● **TO DO**:
Can you convert the lines of every item below into a numbered list, dropping any blank lines?

● **WORKING DATA**:
□ □ □

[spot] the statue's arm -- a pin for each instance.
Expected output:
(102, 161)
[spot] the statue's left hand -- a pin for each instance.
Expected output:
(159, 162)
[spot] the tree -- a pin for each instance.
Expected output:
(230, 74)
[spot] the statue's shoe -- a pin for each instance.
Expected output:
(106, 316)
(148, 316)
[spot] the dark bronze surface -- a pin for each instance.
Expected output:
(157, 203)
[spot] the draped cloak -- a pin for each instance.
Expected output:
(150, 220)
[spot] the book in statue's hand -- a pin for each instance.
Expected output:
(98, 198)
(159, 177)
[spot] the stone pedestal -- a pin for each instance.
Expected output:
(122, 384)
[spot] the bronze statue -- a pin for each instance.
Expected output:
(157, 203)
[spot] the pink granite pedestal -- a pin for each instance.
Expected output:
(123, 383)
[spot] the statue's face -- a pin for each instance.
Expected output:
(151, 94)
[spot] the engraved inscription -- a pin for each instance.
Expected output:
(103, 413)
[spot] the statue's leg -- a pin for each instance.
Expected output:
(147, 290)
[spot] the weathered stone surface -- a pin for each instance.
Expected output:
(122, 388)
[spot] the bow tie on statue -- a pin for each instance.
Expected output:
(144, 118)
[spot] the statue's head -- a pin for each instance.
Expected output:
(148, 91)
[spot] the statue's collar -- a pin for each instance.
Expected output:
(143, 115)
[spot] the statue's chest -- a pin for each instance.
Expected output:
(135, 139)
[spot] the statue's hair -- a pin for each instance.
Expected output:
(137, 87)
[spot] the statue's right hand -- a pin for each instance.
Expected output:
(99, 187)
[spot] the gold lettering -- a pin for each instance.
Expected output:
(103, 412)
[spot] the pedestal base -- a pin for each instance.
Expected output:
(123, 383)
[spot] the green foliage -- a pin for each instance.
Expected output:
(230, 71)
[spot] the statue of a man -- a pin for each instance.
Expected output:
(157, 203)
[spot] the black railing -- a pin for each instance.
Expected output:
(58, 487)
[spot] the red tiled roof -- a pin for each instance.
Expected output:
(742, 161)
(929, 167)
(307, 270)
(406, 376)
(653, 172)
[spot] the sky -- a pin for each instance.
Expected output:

□ □ □

● **ANSWER TO THE TASK**:
1. [spot] the statue's arm -- a pin for each instance.
2. Expected output:
3. (102, 161)
4. [spot] the statue's left hand -- a pin for each instance.
5. Expected output:
6. (159, 162)
7. [spot] the tree -- a pin for each instance.
8. Expected output:
9. (230, 74)
10. [spot] the statue's shoe -- a pin for each instance.
11. Expected output:
12. (106, 316)
13. (148, 316)
14. [spot] the dark bronze surface -- a pin for each instance.
15. Expected output:
16. (157, 203)
17. [spot] the draped cloak -- a pin for each instance.
18. Expected output:
19. (150, 220)
20. [spot] the book in statue's hand -- a pin for each instance.
21. Expected output:
22. (98, 198)
23. (159, 177)
24. [spot] the stone pedestal -- a pin for each instance.
25. Expected output:
26. (122, 384)
27. [spot] the bronze statue -- a pin for each instance.
28. Expected output:
29. (157, 203)
30. [spot] the pink granite pedestal -- a pin for each instance.
31. Expected output:
32. (123, 383)
33. [spot] the statue's face -- a pin for each instance.
34. Expected output:
35. (151, 94)
36. [spot] the engraved inscription -- a pin for each instance.
37. Expected output:
38. (103, 413)
39. [spot] the statue's leg -- a pin for each instance.
40. Expected output:
41. (147, 290)
42. [spot] the weathered stone surface -- a pin for each instance.
43. Expected output:
44. (122, 388)
45. [spot] the bow tie on statue -- a pin for each instance.
46. Expected output:
47. (144, 118)
48. [spot] the statue's head -- a pin for each instance.
49. Expected output:
50. (148, 91)
51. [spot] the statue's collar -- a pin for each instance.
52. Expected output:
53. (143, 115)
54. [spot] the statue's chest -- a pin for each instance.
55. Expected output:
56. (135, 139)
57. [spot] the statue's hair -- a pin for each instance.
58. Expected output:
59. (137, 87)
60. [spot] the statue's right hand -- a pin for each instance.
61. Expected output:
62. (99, 187)
63. [spot] the gold lettering -- a pin for each instance.
64. Expected output:
65. (103, 412)
66. [spot] the pedestal base -- a pin for each instance.
67. Expected output:
68. (123, 383)
69. [spot] the green foliage -- a pin for each instance.
70. Expected output:
71. (230, 71)
72. [spot] the statue of a man -- a pin for each instance.
73. Expected output:
74. (157, 203)
75. [spot] the black railing -- a pin for each instance.
76. Expected output:
77. (58, 487)
78. [spot] the red tiled roof -- a pin for each instance.
79. Expected output:
80. (742, 161)
81. (929, 167)
82. (307, 270)
83. (406, 376)
84. (653, 172)
85. [spot] the sky -- a pin for each instance.
86. Expected output:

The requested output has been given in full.